Stated exercise :: Can you copy out the material below word for word, starting with the line containing "Can you find the white wire" and continuing through to the end of the material? Leave out the pictures.

[Excerpts of location labeling data]
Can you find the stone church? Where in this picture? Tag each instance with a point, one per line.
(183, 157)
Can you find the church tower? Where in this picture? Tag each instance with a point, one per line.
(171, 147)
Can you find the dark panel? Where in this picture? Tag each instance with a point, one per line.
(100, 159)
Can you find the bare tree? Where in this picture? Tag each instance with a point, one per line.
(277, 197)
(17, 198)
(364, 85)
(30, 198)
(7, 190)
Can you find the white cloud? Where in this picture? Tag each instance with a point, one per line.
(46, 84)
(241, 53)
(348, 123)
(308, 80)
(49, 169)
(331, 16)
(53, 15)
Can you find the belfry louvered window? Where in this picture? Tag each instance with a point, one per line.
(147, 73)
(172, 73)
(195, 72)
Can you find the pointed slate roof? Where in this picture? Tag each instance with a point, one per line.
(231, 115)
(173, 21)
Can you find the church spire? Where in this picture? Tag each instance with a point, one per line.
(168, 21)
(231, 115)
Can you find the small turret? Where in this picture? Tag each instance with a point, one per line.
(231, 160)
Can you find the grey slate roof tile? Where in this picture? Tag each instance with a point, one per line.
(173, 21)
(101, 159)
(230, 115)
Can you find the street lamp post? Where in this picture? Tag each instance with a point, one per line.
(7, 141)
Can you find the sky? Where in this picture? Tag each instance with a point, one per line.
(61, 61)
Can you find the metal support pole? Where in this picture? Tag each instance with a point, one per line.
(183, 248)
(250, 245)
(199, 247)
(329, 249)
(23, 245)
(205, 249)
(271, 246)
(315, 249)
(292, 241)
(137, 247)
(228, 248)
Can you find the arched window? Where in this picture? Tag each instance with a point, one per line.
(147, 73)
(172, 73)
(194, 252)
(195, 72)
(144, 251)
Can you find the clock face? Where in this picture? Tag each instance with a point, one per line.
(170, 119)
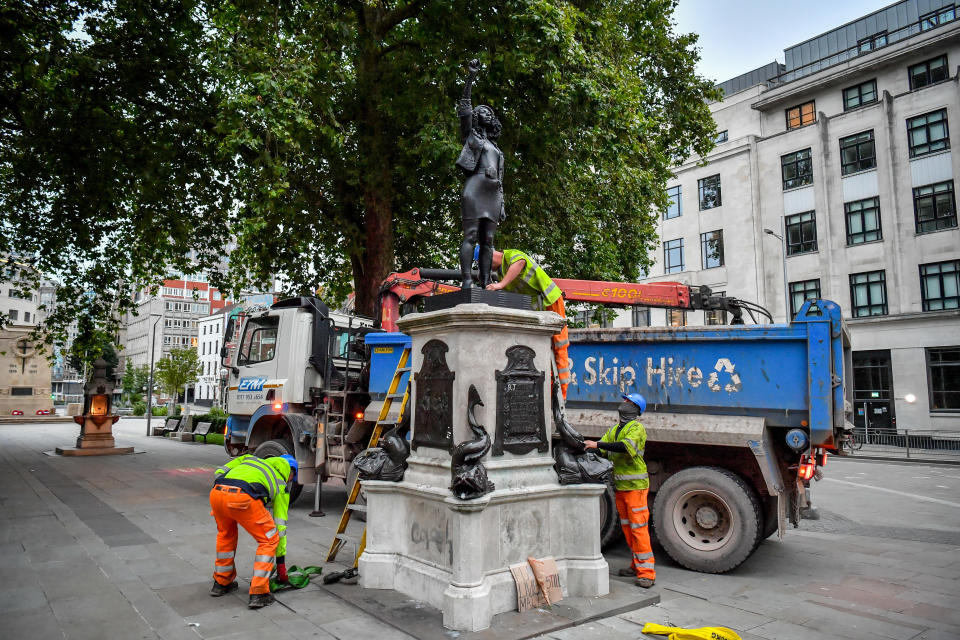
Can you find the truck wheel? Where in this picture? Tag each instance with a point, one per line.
(609, 520)
(707, 519)
(351, 476)
(282, 447)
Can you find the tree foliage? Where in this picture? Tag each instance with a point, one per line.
(322, 136)
(177, 369)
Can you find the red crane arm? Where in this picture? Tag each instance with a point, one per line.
(671, 295)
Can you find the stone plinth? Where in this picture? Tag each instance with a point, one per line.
(96, 438)
(455, 554)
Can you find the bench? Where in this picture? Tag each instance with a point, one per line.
(202, 430)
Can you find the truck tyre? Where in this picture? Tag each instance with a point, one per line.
(282, 447)
(609, 520)
(361, 499)
(707, 519)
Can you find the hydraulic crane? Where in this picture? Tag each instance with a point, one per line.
(401, 288)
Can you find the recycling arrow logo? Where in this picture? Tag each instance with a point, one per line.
(724, 364)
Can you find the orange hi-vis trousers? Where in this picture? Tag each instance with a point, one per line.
(230, 506)
(634, 516)
(560, 343)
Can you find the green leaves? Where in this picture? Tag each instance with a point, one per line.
(321, 136)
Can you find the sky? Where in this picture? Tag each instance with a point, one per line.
(739, 36)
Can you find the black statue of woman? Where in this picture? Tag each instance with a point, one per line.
(481, 206)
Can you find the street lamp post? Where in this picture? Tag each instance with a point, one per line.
(153, 338)
(783, 261)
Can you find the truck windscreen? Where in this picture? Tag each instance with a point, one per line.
(259, 340)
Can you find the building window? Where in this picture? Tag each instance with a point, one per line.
(857, 153)
(860, 95)
(940, 285)
(676, 318)
(801, 115)
(640, 316)
(875, 41)
(801, 291)
(943, 370)
(929, 72)
(711, 249)
(709, 192)
(797, 169)
(940, 16)
(801, 233)
(673, 256)
(673, 208)
(928, 133)
(863, 221)
(935, 207)
(868, 294)
(714, 317)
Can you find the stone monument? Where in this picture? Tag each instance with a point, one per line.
(455, 554)
(96, 422)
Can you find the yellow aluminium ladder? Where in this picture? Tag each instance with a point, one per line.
(393, 394)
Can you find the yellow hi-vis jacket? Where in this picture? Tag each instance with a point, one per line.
(532, 281)
(629, 469)
(262, 478)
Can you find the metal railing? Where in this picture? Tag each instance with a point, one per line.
(927, 444)
(877, 41)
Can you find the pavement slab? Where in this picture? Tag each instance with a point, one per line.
(848, 576)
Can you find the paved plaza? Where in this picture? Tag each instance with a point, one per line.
(121, 547)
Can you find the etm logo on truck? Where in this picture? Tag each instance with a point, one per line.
(251, 384)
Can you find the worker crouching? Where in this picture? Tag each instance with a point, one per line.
(623, 444)
(242, 490)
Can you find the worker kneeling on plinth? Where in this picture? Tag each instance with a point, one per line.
(242, 490)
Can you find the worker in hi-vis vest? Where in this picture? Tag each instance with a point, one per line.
(242, 488)
(520, 273)
(623, 444)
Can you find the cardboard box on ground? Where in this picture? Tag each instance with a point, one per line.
(529, 594)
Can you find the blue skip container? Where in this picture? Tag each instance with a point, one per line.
(385, 351)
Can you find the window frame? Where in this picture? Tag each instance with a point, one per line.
(800, 116)
(884, 307)
(848, 211)
(806, 289)
(704, 240)
(667, 266)
(800, 222)
(918, 195)
(677, 202)
(911, 127)
(702, 184)
(931, 379)
(857, 142)
(795, 159)
(859, 90)
(928, 79)
(939, 275)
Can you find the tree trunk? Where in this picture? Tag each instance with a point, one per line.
(375, 260)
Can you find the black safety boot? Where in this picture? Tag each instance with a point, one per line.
(258, 600)
(218, 589)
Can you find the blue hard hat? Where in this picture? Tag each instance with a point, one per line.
(636, 399)
(293, 465)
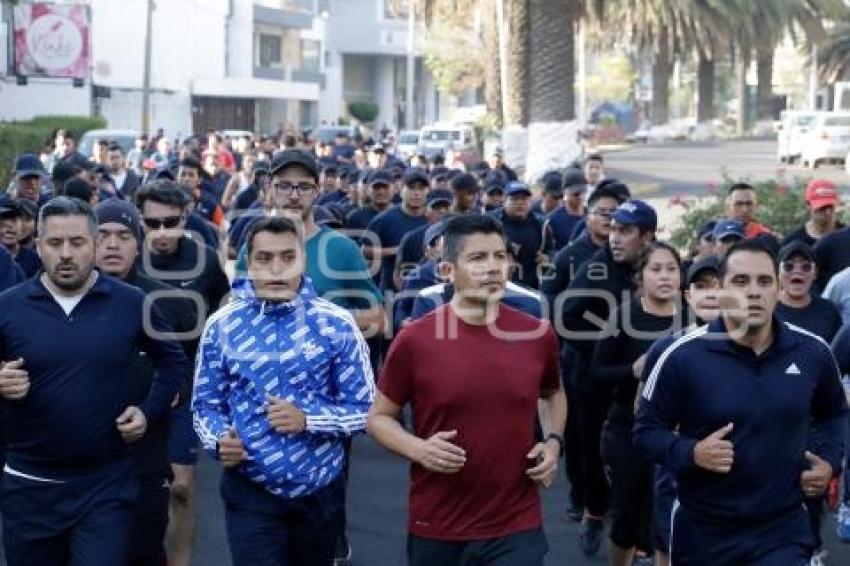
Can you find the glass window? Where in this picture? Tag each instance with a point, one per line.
(311, 51)
(269, 51)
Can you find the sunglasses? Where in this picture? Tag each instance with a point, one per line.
(167, 222)
(805, 266)
(294, 188)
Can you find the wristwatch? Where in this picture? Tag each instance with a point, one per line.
(557, 438)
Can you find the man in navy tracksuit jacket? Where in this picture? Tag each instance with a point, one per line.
(67, 341)
(760, 415)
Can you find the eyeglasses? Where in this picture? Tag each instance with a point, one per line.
(805, 266)
(167, 222)
(603, 212)
(293, 188)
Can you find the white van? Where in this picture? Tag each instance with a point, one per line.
(440, 138)
(828, 139)
(789, 140)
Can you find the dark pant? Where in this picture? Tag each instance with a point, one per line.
(150, 521)
(631, 488)
(592, 411)
(781, 540)
(265, 530)
(526, 548)
(83, 522)
(573, 448)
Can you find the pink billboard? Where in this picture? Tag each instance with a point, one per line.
(52, 40)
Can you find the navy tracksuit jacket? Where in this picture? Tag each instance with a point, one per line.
(782, 403)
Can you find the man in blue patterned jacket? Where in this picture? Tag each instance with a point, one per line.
(282, 377)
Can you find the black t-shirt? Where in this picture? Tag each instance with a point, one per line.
(821, 317)
(614, 355)
(195, 267)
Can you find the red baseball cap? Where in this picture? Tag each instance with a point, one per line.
(821, 193)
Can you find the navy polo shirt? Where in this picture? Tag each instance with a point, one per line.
(78, 368)
(389, 228)
(777, 401)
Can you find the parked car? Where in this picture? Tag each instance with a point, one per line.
(790, 131)
(125, 138)
(828, 139)
(407, 142)
(440, 138)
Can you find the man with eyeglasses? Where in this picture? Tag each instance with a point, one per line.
(797, 273)
(177, 259)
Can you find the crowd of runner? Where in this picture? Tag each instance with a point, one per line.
(267, 300)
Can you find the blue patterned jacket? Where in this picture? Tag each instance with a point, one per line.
(307, 351)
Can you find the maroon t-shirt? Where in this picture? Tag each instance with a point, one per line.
(485, 384)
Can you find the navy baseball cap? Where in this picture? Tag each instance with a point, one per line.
(517, 187)
(288, 157)
(438, 196)
(710, 263)
(29, 165)
(575, 181)
(726, 227)
(416, 174)
(380, 177)
(638, 213)
(797, 247)
(707, 229)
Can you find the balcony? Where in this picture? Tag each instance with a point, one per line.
(285, 13)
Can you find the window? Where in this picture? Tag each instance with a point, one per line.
(269, 51)
(311, 51)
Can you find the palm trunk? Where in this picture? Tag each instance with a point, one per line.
(492, 70)
(517, 65)
(764, 89)
(552, 61)
(705, 88)
(662, 67)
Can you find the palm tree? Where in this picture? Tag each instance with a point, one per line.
(834, 54)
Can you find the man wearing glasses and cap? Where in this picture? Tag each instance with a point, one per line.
(564, 219)
(29, 178)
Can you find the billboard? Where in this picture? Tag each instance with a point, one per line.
(51, 40)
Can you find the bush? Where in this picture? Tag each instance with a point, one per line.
(364, 110)
(781, 207)
(31, 137)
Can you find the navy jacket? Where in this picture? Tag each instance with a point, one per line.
(777, 402)
(78, 369)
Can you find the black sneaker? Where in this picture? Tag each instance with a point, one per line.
(342, 554)
(590, 535)
(575, 513)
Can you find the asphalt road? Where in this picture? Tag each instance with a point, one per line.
(689, 167)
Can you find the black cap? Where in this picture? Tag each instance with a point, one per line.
(574, 180)
(289, 157)
(710, 263)
(797, 247)
(440, 196)
(416, 174)
(465, 182)
(78, 159)
(380, 176)
(9, 208)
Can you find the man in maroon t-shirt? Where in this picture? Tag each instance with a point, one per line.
(473, 372)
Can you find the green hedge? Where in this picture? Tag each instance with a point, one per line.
(781, 207)
(32, 135)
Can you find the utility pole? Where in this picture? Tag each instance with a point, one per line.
(410, 111)
(146, 81)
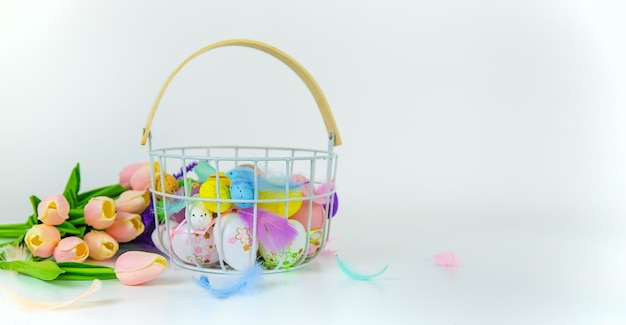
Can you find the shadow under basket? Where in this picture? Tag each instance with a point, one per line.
(224, 209)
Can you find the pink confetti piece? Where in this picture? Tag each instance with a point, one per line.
(446, 259)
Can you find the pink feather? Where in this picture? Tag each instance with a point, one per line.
(273, 231)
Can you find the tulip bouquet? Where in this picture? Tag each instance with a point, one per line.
(66, 229)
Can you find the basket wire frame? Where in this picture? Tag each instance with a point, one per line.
(223, 158)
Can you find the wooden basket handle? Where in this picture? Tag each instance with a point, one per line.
(316, 91)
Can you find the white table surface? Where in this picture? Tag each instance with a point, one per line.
(505, 277)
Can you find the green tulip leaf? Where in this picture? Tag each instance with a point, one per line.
(43, 270)
(32, 219)
(72, 187)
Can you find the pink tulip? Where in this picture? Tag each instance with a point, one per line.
(71, 249)
(127, 173)
(132, 201)
(127, 226)
(53, 209)
(41, 239)
(101, 245)
(100, 212)
(136, 267)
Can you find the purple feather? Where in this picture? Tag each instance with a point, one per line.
(273, 231)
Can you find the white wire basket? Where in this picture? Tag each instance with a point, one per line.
(224, 209)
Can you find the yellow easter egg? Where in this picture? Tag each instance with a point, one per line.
(279, 207)
(208, 190)
(169, 184)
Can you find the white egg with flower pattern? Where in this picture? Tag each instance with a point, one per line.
(234, 241)
(194, 247)
(291, 255)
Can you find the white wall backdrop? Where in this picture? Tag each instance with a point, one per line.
(453, 113)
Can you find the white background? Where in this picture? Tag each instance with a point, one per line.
(492, 128)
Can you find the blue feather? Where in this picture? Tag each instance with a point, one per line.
(358, 276)
(248, 282)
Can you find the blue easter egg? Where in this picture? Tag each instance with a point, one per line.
(242, 191)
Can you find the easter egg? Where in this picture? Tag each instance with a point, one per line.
(280, 207)
(169, 184)
(208, 190)
(315, 241)
(317, 215)
(199, 216)
(234, 242)
(242, 191)
(290, 255)
(192, 246)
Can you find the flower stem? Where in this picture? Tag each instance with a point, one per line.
(12, 233)
(78, 222)
(14, 226)
(76, 213)
(82, 271)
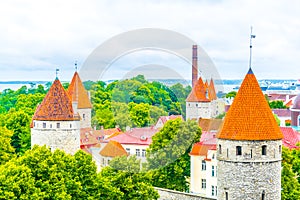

Full answer ::
Can you find the white wire basket? Where in this picture? Tag each instance with a point, one per line.
(224, 209)
Can you find the yellow easter egg? Where in this picture? Tag each instance with a point, one per line.
(279, 207)
(208, 190)
(169, 184)
Can you find the white egg with flower pattern? Where in this picture? Tag each instance with a point, one per line.
(234, 241)
(194, 247)
(291, 255)
Can you find the white wall backdrop? Where in this picture? Tag each instance with a point, one per line.
(453, 113)
Can you find the white background? Where in this picture? Tag each instance with a point, one per line.
(492, 128)
Can you find the blue feather? Where in this picture? Tag each instance with a point, one per line.
(358, 276)
(248, 282)
Can you find the blue easter egg? Where in this picture? Tag each instance with a point, one per line.
(242, 191)
Can you find the easter egg? Where in this picture? Tag each instance with a point, one per line.
(280, 207)
(169, 184)
(208, 190)
(315, 241)
(317, 215)
(199, 216)
(234, 242)
(242, 191)
(290, 255)
(192, 246)
Can you find the flower stem? Where in this picture? Tag each instance with a point, one per line.
(12, 233)
(78, 222)
(14, 226)
(76, 213)
(82, 271)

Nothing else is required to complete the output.